*TUGAS LATIHAN*:
**a)** Sebutkan semua nama orang yang disebut dalam artikel tentang suap Meikarta.
**b)** Tuliskan kembali dengan persis bagian artikel tentang suap Meikarta mulai dari "Dia menuding KPK" sampai "yang dianggap sewenang-wenang.".

*KUTIPAN TEKS*:
---+---

Jakarta – Komisi Pemberantasan Korupsi (KPK) tak gentar menghadapi tersangka suap proyek Meikarta, Bartholomeus Toto. Bahkan ketika Toto meminta perlindungan Presiden Joko Widodo.
“Silakan saja meminta perlindungan pada siapapun. KPK tetap akan fokus pada fakta hukum dan proses pembuktiannya saja,” kata Febri di Kantor KPK, Senin, 9 Desember 2019.
Menurutnya, terkait dengan dugaan pemberian suap Toto, sudah cukup banyak fakta yang muncul di persidangan. Sehingga penetapan Toto sebagai tersangka bukan sesuatu yang tiba-tiba, melainkan dari proses pengembangan.
“Kalau soal bantahan, tersangka korupsi hampir selalu menyangkal perbuatan yang dilakukan. Bantahan atau sangkalan tersebut tentu akan lebih baik disampaikan di sidang nanti dan diuji secara terbuka,” kata Febri.
Dia mengimbau Toto tak fokus pada penyangkalan. Eks Presdir Lippo Cikarang itu diminta membuka seterang-terangnya proses suap dan rasuah terkait Meikarta.
“Justru jika tersangka memiliki informasi tentang peran pihak lain yang lebih besar, dapat membukanya di proses pemeriksaan ataupun mengajukan diri sebagai JC. meskipun tentu tetap harus dilihat apakah syaratnya terpenuhi atau tidak,” kata Febri.
Sebelumnya, Toto meminta perlindungan Presiden Joko Widodo.
“Saya sebagai anak bangsa, saya memohon perlindungan Pak Jokowi terhadap kesewenang-wenangan yang saya alami,” kata Toto, Jumat, 6 Desember 2019.
Dia menuding KPK zalim terhadap dirinya, dan meminta Ketua KPK 2019-2023 Firli Bahuri akan lebih bijak memimpin. Tidak mengulangi gaya kepemimpinan Agus Rahardjo Cs yang dianggap sewenang-wenang.
“Sehingga tak ada lagi rekayasa-rekayasa yang seperti saya alami saat ini,” kata Toto.

---+---

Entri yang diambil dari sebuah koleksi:
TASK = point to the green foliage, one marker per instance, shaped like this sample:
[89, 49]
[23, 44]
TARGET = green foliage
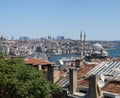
[22, 81]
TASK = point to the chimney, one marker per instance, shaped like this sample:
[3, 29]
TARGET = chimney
[79, 63]
[72, 80]
[94, 90]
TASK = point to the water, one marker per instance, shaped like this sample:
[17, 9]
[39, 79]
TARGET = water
[114, 52]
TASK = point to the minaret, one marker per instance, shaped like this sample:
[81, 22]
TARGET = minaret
[84, 47]
[81, 45]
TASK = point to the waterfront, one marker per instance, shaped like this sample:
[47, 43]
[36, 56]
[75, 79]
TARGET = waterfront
[114, 52]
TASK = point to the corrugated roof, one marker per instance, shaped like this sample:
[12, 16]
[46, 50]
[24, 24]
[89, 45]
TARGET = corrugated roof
[110, 69]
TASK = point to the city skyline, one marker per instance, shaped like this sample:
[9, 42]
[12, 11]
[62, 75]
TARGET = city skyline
[42, 18]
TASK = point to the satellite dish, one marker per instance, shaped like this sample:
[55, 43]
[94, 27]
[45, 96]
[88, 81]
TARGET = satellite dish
[102, 77]
[101, 83]
[61, 62]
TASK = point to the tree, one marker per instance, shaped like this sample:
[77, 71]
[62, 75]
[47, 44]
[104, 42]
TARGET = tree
[22, 81]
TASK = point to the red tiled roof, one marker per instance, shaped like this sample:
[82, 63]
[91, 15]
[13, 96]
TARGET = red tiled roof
[37, 62]
[112, 87]
[85, 69]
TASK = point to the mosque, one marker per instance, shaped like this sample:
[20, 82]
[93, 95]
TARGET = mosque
[94, 51]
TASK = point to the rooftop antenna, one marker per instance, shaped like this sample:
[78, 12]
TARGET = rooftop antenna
[101, 82]
[61, 62]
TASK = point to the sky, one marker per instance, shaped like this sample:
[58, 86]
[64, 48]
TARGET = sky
[100, 19]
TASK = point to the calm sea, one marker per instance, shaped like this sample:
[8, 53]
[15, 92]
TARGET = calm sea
[114, 52]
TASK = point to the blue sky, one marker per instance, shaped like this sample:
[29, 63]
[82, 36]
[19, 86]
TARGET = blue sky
[100, 19]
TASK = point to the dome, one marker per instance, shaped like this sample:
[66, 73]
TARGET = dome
[96, 52]
[105, 53]
[98, 47]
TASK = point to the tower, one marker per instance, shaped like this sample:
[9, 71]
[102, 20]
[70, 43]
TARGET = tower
[83, 44]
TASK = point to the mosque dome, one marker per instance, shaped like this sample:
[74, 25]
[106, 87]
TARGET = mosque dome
[97, 52]
[105, 53]
[98, 47]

---+---

*JAWABAN LATIHAN*:
**a)**
- Bartholomeus Toto
- Joko Widodo (Jokowi)
- Febri
- Firli Bahuri
- Agus Rahardjo

**b)**
Dia menuding KPK zalim terhadap dirinya, dan meminta Ketua KPK 2019-2023 Firli Bahuri akan lebih bijak memimpin. Tidak mengulangi gaya kepemimpinan Agus Rahardjo Cs yang dianggap sewenang-wenang.